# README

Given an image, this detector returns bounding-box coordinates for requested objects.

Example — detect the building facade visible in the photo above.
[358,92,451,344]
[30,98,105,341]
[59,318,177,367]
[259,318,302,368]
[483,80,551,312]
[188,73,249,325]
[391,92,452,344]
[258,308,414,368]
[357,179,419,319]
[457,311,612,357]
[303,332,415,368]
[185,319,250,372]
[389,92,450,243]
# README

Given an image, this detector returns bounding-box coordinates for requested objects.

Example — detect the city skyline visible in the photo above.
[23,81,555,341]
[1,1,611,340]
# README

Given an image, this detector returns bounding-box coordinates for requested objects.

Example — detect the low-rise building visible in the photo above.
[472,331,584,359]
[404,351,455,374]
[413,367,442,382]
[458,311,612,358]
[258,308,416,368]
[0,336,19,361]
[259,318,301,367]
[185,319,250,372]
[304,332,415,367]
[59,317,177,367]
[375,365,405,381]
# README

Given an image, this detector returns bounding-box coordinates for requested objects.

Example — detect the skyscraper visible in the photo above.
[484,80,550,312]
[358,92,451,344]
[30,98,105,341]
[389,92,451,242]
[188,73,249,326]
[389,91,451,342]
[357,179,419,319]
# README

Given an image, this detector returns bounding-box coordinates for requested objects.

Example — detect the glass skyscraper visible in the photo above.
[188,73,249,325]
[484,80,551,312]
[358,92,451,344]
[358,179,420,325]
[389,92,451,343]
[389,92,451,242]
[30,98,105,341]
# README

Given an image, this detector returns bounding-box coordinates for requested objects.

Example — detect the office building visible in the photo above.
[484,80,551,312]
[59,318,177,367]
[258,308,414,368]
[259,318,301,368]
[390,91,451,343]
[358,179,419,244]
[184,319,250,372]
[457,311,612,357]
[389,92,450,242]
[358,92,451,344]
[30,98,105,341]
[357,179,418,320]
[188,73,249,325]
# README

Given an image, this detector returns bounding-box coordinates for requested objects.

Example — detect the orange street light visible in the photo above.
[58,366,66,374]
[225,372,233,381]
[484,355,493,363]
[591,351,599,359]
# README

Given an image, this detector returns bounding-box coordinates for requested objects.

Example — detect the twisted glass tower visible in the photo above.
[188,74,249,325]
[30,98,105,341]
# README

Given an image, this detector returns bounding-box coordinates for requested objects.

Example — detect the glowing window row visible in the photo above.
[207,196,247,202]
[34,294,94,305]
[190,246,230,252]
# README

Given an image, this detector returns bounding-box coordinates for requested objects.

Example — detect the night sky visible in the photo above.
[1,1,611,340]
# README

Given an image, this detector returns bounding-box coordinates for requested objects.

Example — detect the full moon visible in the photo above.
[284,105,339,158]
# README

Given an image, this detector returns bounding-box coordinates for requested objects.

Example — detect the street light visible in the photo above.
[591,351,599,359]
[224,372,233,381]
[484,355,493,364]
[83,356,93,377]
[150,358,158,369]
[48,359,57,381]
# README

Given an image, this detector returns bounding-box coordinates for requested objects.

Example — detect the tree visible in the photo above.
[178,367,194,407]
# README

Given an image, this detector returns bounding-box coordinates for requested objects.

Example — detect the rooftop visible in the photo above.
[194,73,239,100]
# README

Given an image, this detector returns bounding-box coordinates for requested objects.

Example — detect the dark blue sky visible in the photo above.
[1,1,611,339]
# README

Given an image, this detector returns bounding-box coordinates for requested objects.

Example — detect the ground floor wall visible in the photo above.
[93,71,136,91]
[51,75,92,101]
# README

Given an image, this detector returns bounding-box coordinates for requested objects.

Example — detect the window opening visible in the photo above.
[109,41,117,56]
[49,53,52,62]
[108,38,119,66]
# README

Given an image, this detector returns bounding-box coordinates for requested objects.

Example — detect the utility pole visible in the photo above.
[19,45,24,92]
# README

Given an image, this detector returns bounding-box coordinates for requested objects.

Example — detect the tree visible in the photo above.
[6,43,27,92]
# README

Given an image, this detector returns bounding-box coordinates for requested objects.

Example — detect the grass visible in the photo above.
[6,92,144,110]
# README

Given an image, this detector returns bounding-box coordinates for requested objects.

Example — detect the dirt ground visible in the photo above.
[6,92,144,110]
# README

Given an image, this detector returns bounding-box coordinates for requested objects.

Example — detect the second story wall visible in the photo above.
-.-.-
• **What you should do**
Go through the material and set every line down again exactly.

• **Answer area**
# README

Given an image, this detector returns bounding-box coordinates for requested objects.

Example — detect the building facade visible in the photo above.
[358,92,451,344]
[30,98,105,341]
[59,318,177,367]
[259,318,302,368]
[483,80,551,312]
[188,73,249,325]
[391,92,452,344]
[258,308,414,368]
[357,179,419,319]
[457,311,612,357]
[303,332,415,368]
[185,319,250,372]
[389,92,450,243]
# README

Given an image, this detector returns bounding-box coordinates for requested objects.

Example — detect the city skyline visible in the photo above.
[23,81,555,341]
[1,1,611,340]
# README

Given an image, this detector returns bounding-box coordinates for requested objects.

Example — detect the low-rise building visible in the photo above.
[472,331,584,359]
[404,351,455,374]
[413,367,442,382]
[458,311,612,358]
[258,308,416,368]
[0,336,19,361]
[259,318,301,367]
[185,319,250,372]
[304,332,415,367]
[59,317,177,367]
[375,365,405,381]
# README

Given an image, this detector returns bounding-box coordinates for requested objects.

Example — detect the skyscraper visible in the photo above.
[484,80,550,312]
[358,92,451,344]
[30,98,105,341]
[389,92,451,242]
[188,73,249,326]
[389,91,451,342]
[357,179,419,319]
# README

Given an image, this detector returns bounding-box coordinates for requested objects.

Example — detect the glass skyscraper visible in the photo above.
[188,73,249,325]
[484,80,551,312]
[358,92,451,344]
[358,179,420,325]
[389,92,451,343]
[389,92,451,242]
[30,98,105,341]
# README

Given an image, this detector returns bounding-box coordinates for requested objects.

Example — detect the office building visible in the photo above.
[484,80,551,312]
[59,318,177,367]
[258,308,414,368]
[259,318,301,368]
[390,91,451,343]
[358,179,419,244]
[184,319,250,372]
[457,311,612,357]
[389,92,450,242]
[358,92,451,344]
[30,98,105,341]
[357,179,418,320]
[188,73,249,325]
# README

Given an image, this detector returns bounding-box coordinates for requested objects.

Example — detect the orange street light visible in the photo above.
[58,366,66,374]
[225,372,233,381]
[484,355,493,363]
[591,351,599,359]
# README

Given an image, this detector returns bounding-box coordinates for requested objects.

Example — detect the twisted glass tower visible in the photo above.
[188,74,249,325]
[30,98,105,341]
# README

Given an image, this detector returns bounding-box coordinates for requested objects.

Example — detect the glowing window row visible in the photo above.
[207,196,247,202]
[34,294,94,305]
[190,246,230,252]
# README

Given an image, this detector returns bounding-box coordinates for requested objects.

Example — detect the night sky visible in the photo above.
[1,1,611,340]
# README

Given an image, this detector returns bounding-box coordinates for requested objects.

Example — detect the full moon visible in the photo above.
[284,105,339,158]
# README

Given an image, this detector returns bounding-box coordinates for requested objects.

Example — detect the street light visible in the photo above.
[591,351,599,359]
[224,372,233,381]
[484,355,493,364]
[83,356,93,377]
[150,358,158,369]
[48,359,57,381]
# README

Given an image, this detector returns bounding-box coordinates for requested objects.

Example — detect the tree visible in the photo above.
[178,367,194,407]
# README

Given an image, this detector returns bounding-box coordinates for requested objects.

Example — detect the rooftop visible in the photo above.
[194,73,239,100]
# README

Given an image, this detector returns bounding-box coordinates for requested objects.

Example — detect the dark blue sky visible in the photo above.
[1,1,611,339]
# README

Given an image, this detector returns bounding-box coordinates for requested objects.

Example — detect the ground floor wall visible in the photo above.
[93,71,136,91]
[51,75,92,101]
# README

Given an image, this detector returns bounding-box coordinates for requested objects.

Example — detect the window opening visible in the photo above.
[109,41,117,56]
[49,53,52,62]
[108,38,119,66]
# README

Given an image, this detector returns bounding-box coordinates for requested objects.

Example — detect the utility pole visible in the photo above.
[19,45,24,92]
# README

Given an image, this detector returns bounding-box coordinates for requested objects.

Example — detect the tree visible in the photo above.
[6,43,27,92]
# README

Given an image, this detector returns bounding-box coordinates for requested objects.

Example — detect the grass visible in the photo above.
[6,92,144,110]
# README

Given an image, this detector returns bounding-box coordinates for requested objects.

Example — detect the dirt ground visible in the photo above.
[6,92,144,110]
# README

Given an image, this detector returns bounding-box coordinates for requested objects.

Example — detect the second story wall visible in the photo above.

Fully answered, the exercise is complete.